• Материалы задания
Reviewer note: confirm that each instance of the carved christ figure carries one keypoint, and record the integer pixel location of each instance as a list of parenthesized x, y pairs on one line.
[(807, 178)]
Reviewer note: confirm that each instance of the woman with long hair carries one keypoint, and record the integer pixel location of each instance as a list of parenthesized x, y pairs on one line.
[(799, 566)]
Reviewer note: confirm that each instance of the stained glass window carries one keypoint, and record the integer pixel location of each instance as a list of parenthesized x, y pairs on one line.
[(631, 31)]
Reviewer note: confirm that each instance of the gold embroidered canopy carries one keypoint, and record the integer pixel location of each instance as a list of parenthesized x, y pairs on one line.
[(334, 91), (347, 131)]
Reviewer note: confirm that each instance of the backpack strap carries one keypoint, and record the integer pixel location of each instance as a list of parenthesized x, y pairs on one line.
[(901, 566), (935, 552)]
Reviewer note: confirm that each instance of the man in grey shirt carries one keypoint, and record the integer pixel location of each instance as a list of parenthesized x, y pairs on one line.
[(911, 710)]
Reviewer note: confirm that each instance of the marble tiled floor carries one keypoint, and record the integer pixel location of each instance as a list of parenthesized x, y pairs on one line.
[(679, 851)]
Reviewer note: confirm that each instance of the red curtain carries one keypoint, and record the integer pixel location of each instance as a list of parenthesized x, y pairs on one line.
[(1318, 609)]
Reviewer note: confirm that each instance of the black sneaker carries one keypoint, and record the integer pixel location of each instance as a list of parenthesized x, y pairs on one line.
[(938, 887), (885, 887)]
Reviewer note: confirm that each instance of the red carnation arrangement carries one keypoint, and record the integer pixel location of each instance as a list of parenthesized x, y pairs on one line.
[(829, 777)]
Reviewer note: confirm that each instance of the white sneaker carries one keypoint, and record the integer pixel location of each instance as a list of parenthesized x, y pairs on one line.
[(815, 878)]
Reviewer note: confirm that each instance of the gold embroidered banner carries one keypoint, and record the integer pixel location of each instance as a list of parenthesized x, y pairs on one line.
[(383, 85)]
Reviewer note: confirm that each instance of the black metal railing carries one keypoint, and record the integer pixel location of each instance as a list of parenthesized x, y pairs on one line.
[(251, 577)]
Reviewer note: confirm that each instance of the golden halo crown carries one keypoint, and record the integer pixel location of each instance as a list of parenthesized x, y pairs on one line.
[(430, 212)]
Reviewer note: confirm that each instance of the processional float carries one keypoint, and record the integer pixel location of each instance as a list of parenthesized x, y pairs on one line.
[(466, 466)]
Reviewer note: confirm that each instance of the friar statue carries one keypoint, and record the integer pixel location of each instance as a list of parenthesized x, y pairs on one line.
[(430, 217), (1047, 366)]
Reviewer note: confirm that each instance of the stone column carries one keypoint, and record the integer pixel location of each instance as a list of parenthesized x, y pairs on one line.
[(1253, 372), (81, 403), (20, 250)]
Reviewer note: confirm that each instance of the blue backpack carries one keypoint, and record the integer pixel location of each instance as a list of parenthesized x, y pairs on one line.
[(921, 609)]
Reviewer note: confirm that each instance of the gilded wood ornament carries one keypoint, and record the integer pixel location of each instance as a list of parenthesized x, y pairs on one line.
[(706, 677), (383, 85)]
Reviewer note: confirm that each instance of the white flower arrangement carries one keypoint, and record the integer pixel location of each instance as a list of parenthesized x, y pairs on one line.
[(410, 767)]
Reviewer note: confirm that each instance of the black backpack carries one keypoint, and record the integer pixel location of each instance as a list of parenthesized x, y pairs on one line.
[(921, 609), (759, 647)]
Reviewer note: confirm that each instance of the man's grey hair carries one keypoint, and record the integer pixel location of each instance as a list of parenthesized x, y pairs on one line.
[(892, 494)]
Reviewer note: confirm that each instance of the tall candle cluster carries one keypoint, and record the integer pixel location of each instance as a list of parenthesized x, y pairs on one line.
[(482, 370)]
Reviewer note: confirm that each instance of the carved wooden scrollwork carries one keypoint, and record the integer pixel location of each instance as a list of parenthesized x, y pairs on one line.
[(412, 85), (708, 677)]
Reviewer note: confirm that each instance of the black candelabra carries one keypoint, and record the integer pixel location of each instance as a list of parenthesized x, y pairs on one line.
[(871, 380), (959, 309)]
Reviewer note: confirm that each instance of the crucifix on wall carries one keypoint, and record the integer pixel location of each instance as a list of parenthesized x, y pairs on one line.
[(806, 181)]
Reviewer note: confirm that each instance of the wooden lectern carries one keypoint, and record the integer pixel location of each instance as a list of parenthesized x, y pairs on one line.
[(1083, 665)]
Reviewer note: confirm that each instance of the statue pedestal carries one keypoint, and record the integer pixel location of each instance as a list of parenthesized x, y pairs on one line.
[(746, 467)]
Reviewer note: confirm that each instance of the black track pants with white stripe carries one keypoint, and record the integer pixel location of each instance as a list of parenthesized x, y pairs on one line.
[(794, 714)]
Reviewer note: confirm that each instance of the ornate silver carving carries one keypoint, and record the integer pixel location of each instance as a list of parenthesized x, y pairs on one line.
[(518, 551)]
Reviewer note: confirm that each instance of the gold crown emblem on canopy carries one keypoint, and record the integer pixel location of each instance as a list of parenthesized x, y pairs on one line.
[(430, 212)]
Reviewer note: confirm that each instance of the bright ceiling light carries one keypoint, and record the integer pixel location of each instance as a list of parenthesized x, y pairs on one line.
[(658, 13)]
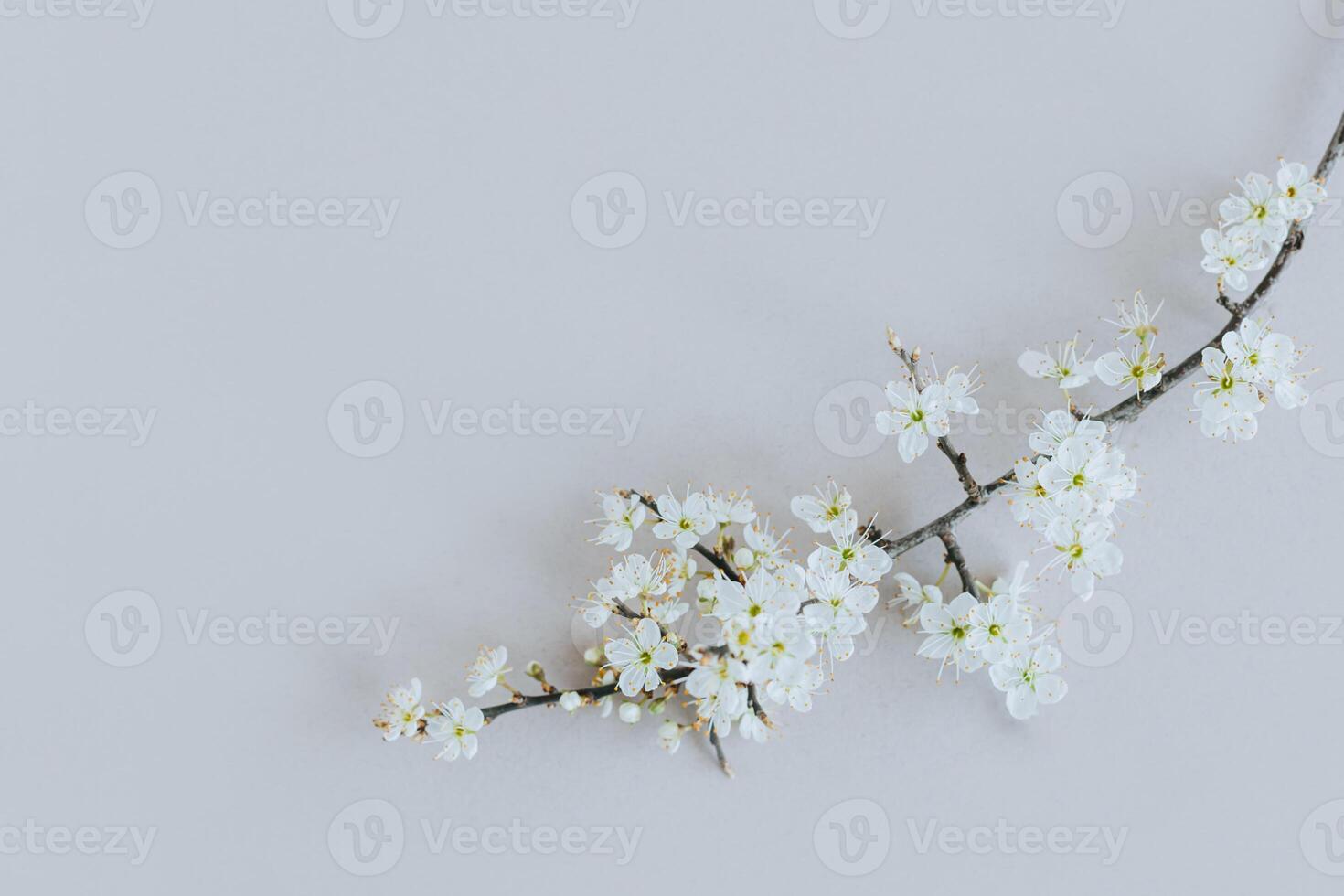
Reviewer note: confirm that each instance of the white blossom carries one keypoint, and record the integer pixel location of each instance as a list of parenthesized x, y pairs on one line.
[(621, 518), (402, 710), (488, 670), (1029, 678), (683, 521), (454, 727), (640, 657)]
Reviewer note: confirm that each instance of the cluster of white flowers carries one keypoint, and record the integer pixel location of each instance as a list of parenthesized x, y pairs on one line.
[(773, 626), (994, 632), (1253, 363), (1255, 222), (921, 406)]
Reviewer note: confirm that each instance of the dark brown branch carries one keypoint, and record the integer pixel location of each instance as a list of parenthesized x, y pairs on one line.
[(955, 558), (595, 692), (709, 554), (720, 753), (958, 460), (1136, 404)]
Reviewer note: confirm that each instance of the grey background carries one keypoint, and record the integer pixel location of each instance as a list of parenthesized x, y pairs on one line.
[(726, 338)]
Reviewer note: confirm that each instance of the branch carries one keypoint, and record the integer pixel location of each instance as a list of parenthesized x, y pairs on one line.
[(594, 693), (1136, 404), (957, 559), (718, 752), (709, 554), (958, 460)]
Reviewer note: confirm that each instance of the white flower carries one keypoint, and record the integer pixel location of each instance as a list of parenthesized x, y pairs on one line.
[(1083, 549), (1137, 323), (638, 657), (1257, 214), (1227, 400), (456, 729), (730, 507), (402, 710), (761, 595), (914, 597), (1064, 367), (669, 736), (1298, 194), (683, 521), (795, 687), (948, 626), (1266, 357), (914, 417), (1232, 258), (961, 387), (1029, 678), (851, 552), (488, 670), (1138, 369), (763, 547), (1029, 497), (837, 614), (1017, 589), (997, 624), (1061, 425), (1086, 468), (621, 518), (824, 509), (720, 696), (780, 641), (837, 627), (683, 570), (752, 729)]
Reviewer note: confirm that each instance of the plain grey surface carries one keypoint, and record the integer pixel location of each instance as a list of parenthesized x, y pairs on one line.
[(1218, 761)]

• Задание
Измените строки материалов, начиная с самой первой и заканчивая строкой, где стоит «[(807, 178)]»: замените в них «carved christ figure» на «carved wooden statue», а всё остальное оставьте без изменений.

• Ответ на задание
Reviewer note: confirm that each instance of the carved wooden statue carries one keypoint, and record the integer pixel location of each instance as a list of parenthesized x, y pairs on one line.
[(807, 178)]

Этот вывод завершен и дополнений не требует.